Segment Open

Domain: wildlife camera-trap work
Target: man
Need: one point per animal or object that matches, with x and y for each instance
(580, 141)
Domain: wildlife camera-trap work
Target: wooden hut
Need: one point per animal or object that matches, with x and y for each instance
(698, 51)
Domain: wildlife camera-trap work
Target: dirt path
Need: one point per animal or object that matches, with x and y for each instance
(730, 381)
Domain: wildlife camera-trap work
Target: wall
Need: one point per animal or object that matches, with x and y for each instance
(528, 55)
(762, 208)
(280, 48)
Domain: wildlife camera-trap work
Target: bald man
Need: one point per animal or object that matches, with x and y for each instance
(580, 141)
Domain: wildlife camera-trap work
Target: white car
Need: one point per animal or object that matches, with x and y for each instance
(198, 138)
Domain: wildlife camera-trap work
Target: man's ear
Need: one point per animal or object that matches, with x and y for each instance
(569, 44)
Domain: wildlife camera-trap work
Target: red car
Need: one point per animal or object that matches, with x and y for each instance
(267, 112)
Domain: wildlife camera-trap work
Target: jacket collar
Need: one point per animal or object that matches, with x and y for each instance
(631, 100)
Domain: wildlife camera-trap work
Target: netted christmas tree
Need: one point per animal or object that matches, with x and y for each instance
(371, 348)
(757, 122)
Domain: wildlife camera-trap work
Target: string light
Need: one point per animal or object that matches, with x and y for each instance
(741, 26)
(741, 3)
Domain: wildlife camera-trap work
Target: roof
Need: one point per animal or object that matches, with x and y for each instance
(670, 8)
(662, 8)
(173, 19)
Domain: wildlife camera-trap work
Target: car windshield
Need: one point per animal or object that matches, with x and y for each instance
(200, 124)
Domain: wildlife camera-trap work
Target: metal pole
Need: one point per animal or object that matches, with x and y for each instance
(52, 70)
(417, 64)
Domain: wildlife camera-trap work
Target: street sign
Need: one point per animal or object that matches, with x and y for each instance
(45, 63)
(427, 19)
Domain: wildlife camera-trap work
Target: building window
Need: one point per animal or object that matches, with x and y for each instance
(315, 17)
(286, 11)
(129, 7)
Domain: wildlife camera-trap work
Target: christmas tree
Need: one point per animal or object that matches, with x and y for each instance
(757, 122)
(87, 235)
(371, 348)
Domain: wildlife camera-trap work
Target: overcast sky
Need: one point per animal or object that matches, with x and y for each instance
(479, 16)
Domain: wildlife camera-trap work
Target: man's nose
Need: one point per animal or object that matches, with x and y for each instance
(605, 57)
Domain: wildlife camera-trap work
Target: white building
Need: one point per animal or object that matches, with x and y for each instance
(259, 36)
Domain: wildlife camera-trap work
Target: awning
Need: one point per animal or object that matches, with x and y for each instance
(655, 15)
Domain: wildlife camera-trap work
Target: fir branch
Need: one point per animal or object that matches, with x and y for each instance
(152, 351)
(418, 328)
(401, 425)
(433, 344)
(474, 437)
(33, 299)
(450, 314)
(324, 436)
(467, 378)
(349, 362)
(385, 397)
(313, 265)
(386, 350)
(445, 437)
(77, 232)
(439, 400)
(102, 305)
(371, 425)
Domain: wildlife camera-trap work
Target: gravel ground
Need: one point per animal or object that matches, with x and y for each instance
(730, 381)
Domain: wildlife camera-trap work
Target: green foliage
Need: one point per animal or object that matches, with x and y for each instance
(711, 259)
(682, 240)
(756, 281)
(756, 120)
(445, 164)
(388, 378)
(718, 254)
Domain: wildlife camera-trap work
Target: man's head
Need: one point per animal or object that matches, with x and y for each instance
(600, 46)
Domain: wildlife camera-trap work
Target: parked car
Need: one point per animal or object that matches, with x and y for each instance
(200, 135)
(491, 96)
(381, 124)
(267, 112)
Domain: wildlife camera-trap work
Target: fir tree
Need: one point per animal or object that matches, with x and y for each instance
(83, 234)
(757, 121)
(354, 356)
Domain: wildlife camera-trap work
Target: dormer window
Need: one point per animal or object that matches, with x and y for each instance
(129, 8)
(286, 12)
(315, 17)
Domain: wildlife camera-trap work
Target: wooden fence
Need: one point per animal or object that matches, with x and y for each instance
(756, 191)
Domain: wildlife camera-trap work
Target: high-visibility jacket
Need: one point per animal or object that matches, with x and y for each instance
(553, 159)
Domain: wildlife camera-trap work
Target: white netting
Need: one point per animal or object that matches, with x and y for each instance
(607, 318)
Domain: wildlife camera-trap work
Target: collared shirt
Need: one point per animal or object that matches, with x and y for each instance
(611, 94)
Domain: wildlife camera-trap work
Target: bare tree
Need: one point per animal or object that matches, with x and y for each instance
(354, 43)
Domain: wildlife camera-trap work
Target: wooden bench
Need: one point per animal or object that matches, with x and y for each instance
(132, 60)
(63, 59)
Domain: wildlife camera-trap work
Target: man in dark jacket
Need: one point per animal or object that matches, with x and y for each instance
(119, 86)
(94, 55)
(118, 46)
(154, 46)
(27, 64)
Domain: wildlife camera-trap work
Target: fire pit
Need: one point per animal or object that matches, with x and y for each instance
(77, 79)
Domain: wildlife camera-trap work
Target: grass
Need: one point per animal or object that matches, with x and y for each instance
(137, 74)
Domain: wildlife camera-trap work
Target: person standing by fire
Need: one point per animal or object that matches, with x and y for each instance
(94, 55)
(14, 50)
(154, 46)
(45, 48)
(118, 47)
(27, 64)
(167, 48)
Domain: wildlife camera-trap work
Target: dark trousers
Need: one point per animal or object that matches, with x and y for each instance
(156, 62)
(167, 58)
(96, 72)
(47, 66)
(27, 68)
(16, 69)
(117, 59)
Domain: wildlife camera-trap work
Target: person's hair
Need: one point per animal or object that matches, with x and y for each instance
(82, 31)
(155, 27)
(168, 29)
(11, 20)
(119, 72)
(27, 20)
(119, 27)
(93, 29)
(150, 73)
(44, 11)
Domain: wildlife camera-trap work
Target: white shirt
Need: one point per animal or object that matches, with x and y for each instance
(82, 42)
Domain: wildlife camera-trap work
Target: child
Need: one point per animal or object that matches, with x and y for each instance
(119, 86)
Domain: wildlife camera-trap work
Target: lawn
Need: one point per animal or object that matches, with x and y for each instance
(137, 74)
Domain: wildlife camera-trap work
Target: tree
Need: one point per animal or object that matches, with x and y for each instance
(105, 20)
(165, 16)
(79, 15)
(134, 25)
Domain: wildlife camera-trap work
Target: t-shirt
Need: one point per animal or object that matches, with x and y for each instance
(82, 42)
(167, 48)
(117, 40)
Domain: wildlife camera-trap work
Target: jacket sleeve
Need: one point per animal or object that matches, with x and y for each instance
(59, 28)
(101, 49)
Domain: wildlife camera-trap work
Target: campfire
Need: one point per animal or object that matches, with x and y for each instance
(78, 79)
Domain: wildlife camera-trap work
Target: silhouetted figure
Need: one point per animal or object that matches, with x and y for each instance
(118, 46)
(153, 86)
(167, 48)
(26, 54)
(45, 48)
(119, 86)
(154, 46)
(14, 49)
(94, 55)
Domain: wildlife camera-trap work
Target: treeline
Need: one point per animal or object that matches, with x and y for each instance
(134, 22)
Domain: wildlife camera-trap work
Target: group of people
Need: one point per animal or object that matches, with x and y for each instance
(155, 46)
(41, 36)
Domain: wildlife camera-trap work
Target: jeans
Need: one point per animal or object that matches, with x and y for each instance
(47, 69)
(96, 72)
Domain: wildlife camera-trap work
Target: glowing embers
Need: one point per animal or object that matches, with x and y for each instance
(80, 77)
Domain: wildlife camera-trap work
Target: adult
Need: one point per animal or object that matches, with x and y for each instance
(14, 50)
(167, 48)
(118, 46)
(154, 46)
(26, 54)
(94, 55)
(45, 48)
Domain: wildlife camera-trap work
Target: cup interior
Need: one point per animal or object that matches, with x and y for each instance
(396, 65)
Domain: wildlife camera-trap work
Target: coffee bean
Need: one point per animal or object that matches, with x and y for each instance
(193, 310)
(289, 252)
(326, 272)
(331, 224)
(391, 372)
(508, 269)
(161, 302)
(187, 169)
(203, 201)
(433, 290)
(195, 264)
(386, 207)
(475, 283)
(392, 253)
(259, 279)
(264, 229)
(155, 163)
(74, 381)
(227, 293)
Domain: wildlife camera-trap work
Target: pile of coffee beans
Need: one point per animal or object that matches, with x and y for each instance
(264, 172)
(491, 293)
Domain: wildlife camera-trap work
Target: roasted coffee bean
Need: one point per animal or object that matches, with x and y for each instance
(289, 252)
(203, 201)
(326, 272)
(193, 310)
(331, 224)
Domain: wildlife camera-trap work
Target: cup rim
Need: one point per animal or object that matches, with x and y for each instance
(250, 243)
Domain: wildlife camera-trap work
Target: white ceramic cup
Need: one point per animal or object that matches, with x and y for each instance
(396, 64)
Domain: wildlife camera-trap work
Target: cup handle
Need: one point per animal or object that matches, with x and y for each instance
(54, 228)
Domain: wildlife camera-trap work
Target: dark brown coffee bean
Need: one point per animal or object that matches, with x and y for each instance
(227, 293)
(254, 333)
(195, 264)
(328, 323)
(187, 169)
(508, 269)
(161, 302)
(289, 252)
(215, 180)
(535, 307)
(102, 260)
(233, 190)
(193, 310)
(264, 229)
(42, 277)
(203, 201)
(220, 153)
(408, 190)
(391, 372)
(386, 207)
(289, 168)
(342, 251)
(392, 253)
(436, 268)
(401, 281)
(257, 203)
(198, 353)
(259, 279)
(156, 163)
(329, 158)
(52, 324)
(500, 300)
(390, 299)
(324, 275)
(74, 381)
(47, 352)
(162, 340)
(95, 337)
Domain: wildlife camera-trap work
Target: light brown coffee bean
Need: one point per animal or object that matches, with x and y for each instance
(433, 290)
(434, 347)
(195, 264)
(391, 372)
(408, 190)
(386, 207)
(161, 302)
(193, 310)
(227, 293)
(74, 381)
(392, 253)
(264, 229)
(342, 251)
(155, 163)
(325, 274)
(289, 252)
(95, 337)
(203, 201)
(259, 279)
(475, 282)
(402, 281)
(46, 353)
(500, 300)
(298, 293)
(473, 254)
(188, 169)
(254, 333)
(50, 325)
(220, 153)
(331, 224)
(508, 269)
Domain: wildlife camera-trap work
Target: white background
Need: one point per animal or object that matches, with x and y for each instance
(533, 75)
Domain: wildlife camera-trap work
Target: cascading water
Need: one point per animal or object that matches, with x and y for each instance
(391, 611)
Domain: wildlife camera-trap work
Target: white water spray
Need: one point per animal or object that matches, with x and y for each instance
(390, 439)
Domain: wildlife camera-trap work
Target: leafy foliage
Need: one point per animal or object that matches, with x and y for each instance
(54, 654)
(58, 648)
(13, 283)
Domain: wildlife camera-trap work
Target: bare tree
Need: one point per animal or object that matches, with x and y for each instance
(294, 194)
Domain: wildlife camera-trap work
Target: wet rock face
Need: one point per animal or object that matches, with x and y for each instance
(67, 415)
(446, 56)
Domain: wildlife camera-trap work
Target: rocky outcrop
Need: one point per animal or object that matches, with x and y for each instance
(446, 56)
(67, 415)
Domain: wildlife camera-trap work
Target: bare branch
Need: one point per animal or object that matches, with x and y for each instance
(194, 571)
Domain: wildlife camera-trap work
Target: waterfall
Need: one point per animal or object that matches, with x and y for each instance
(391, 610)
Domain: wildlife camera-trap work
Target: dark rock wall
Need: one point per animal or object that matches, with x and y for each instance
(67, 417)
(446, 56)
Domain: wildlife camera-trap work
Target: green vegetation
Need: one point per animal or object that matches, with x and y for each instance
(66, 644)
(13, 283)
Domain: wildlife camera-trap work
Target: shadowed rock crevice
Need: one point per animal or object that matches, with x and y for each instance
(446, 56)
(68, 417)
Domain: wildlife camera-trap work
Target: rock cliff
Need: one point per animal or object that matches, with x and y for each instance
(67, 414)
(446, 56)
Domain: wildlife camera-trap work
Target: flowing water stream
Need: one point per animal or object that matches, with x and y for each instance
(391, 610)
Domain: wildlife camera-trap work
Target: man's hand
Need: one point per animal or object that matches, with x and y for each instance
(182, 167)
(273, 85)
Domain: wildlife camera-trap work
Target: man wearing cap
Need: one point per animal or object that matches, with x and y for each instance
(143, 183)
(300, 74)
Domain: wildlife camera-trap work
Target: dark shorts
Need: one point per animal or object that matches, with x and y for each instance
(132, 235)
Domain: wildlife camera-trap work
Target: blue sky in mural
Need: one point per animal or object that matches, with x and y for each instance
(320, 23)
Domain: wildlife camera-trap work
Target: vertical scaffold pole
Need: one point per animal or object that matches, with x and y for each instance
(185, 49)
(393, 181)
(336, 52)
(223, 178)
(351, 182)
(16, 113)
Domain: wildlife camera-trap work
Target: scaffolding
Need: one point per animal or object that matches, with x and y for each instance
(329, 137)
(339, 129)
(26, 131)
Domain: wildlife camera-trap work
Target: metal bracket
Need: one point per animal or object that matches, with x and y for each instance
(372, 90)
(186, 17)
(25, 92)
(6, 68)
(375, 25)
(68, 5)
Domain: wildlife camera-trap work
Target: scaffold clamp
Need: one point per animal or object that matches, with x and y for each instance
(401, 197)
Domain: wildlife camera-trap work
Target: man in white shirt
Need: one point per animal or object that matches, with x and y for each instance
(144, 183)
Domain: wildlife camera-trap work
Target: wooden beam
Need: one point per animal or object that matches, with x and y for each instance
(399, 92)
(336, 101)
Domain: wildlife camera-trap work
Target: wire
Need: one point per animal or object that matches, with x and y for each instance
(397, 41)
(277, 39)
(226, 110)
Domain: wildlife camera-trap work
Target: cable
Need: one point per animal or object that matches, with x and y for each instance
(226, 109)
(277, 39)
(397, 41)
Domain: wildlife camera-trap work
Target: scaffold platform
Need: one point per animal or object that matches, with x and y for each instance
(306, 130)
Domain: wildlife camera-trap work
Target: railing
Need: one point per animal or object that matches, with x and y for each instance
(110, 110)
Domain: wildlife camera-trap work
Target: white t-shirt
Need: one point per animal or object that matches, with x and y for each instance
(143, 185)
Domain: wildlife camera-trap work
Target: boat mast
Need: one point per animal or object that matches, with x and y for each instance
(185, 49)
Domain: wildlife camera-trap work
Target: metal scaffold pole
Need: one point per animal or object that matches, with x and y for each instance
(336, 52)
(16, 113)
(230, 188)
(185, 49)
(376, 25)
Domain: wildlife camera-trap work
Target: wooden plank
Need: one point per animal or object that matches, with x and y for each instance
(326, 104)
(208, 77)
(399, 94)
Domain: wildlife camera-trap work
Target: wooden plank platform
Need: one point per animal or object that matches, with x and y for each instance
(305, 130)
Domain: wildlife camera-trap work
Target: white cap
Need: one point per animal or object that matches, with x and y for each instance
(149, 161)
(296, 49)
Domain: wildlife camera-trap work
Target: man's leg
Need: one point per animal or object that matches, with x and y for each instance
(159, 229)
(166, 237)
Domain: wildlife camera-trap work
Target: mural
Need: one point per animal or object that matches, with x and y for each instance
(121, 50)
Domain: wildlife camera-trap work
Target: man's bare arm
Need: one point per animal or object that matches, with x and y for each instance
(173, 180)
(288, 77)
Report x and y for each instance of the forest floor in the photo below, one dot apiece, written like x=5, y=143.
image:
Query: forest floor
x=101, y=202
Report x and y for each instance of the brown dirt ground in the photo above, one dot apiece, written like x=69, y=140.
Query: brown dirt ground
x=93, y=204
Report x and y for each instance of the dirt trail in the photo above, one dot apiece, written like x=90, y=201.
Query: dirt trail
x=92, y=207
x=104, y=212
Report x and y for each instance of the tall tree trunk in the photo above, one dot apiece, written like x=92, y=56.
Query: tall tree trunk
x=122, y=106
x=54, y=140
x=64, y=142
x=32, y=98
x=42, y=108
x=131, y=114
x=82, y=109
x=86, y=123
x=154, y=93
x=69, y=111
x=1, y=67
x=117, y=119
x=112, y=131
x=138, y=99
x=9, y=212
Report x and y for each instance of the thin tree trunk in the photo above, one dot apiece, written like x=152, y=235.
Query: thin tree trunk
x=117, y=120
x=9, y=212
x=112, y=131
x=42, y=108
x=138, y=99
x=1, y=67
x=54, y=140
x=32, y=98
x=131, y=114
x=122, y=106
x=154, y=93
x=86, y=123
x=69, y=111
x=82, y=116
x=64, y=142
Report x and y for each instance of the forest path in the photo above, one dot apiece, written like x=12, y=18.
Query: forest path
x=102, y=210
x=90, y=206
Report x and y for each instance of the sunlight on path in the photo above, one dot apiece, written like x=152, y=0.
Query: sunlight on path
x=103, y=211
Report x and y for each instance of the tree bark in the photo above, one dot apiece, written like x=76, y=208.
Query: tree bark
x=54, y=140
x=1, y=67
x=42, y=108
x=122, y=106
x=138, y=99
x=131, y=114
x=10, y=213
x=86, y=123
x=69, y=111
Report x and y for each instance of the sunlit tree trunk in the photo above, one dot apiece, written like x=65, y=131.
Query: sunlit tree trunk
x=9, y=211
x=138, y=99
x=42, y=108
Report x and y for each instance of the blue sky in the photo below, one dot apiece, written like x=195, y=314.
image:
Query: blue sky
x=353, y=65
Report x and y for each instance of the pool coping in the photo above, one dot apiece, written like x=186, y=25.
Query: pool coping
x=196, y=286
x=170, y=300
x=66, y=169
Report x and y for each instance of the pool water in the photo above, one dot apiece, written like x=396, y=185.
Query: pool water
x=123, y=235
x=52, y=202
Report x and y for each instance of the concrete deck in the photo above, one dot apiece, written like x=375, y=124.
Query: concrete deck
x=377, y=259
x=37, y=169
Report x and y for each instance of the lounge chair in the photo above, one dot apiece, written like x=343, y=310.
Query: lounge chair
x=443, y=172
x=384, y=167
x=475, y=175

Segment Closed

_REQUIRED WORK_
Only one span of lines is wanted: the line with "Query: blue sky" and every line after it to the end of the entries, output exactly.

_EXERCISE SOLUTION_
Query: blue sky
x=353, y=65
Report x and y for each instance of the pool coping in the photo above, one dot apiece, written like x=186, y=25.
Query: pool coping
x=196, y=286
x=170, y=300
x=66, y=169
Report x and y for each instance of the pool water in the photo above, one dot apiece, written like x=396, y=185.
Query: pool water
x=123, y=235
x=52, y=202
Report x and y for each instance of the concrete deck in the photo above, one dot apiece, written like x=375, y=124.
Query: concrete deck
x=377, y=259
x=37, y=169
Report x and y for each instance of the lounge chair in the photo above, one dot apiece, written like x=343, y=310.
Query: lounge chair
x=443, y=172
x=384, y=167
x=475, y=175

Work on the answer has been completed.